SET EXERCISE :: Locate the line with "Indicate the mountain." in the material. Copy that line and each one after it, through the last, exactly and with nothing else.

[Data extracted from a collection]
━━━━━━━━━━━━━━━━━━━━━━━━━━━━━━
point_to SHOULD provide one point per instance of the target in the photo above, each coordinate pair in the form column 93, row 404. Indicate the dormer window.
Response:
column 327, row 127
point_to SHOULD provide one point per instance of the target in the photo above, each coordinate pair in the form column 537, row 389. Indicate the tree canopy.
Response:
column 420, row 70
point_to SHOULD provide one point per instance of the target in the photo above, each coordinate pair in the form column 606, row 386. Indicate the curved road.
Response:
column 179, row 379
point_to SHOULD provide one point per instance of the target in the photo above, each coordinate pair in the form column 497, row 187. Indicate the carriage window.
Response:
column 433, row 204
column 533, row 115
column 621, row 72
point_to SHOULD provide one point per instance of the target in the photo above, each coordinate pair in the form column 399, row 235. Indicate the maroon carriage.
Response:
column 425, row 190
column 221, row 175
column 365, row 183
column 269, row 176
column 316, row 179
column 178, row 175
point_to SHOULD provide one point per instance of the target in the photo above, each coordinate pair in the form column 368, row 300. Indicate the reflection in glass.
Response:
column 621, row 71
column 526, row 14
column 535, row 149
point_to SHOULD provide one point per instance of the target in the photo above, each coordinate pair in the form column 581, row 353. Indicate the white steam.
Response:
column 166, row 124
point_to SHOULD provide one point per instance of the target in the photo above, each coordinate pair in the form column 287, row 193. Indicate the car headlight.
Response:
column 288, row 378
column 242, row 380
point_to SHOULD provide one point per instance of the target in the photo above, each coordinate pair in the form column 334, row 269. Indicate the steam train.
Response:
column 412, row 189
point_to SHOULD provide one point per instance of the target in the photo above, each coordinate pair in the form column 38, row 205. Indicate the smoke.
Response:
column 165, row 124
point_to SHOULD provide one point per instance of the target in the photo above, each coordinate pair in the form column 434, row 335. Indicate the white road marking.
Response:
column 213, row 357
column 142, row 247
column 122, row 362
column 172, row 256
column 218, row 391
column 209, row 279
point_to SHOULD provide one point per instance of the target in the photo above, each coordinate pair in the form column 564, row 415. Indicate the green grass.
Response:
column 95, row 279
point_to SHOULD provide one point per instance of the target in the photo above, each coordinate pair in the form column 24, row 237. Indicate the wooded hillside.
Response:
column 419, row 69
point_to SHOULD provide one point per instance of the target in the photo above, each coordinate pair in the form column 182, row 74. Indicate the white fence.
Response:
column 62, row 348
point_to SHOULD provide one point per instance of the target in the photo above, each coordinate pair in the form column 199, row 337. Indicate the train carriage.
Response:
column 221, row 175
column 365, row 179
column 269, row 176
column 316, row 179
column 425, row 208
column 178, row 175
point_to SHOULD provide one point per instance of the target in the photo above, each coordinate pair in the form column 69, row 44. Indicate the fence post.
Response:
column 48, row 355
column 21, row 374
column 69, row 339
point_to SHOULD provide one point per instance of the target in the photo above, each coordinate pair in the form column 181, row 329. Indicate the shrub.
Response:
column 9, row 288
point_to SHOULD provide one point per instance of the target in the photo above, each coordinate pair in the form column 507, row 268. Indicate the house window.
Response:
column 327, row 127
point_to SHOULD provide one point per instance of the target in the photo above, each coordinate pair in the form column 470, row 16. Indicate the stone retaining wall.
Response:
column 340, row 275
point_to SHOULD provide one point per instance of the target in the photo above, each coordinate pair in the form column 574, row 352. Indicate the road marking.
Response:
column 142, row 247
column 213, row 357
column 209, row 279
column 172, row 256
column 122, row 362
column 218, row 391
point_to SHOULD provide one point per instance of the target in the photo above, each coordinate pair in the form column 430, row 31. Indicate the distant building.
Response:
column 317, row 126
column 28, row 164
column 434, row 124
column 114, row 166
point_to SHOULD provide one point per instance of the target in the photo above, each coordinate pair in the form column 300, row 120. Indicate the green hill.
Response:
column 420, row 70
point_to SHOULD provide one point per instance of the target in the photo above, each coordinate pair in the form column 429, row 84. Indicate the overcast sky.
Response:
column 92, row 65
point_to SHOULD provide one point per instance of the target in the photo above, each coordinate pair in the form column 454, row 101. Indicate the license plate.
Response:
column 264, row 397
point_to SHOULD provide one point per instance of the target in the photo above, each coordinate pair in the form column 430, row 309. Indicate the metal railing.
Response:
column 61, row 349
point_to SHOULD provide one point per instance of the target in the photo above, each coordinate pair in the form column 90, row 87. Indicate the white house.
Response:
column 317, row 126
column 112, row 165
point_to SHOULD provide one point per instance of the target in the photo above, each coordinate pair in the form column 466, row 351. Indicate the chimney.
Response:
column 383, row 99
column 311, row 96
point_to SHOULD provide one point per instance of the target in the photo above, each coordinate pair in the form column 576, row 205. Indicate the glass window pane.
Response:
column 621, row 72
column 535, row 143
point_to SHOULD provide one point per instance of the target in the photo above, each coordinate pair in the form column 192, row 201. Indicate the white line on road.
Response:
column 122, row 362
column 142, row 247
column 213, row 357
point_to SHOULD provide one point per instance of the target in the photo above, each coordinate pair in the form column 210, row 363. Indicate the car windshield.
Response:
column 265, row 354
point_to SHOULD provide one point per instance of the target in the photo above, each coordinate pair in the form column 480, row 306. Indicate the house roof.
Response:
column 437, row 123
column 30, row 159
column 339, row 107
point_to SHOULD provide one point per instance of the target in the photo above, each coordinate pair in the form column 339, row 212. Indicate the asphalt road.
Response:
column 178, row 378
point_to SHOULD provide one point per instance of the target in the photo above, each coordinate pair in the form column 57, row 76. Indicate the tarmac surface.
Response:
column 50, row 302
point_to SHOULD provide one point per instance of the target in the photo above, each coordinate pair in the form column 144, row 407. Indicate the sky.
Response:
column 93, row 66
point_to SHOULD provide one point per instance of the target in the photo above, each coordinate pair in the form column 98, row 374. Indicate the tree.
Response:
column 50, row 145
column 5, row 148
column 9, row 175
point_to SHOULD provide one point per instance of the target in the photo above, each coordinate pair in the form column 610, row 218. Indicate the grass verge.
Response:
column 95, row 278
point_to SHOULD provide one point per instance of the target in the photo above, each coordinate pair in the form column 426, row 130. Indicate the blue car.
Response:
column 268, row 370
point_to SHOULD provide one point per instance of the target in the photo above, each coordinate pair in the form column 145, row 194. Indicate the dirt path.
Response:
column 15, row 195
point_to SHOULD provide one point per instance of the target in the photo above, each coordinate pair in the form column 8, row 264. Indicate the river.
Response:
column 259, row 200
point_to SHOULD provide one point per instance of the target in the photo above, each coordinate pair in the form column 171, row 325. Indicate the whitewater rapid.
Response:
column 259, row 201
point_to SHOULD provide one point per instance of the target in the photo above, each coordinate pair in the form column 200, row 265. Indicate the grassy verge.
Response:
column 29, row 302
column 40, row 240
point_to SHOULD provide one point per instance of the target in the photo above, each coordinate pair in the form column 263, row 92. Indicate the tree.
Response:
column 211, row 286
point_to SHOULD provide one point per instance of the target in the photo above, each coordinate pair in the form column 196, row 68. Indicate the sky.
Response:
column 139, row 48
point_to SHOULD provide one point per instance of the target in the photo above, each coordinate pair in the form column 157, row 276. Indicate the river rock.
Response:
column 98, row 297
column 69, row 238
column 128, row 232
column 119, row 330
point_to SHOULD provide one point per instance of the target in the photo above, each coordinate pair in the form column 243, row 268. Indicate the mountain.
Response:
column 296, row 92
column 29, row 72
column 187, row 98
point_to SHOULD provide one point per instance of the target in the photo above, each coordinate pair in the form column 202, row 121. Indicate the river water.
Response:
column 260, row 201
━━━━━━━━━━━━━━━━━━━━━━━━━━━━━━
EXPECTED ANSWER ::
point_to SHOULD provide one point per instance of the target in the photo above, each coordinate pair in the form column 243, row 268. Indicate the mountain.
Response:
column 296, row 92
column 29, row 72
column 187, row 98
point_to SHOULD provide one point per instance of the target in the photo above, each coordinate pair in the form column 202, row 121. Indicate the river water.
Response:
column 260, row 201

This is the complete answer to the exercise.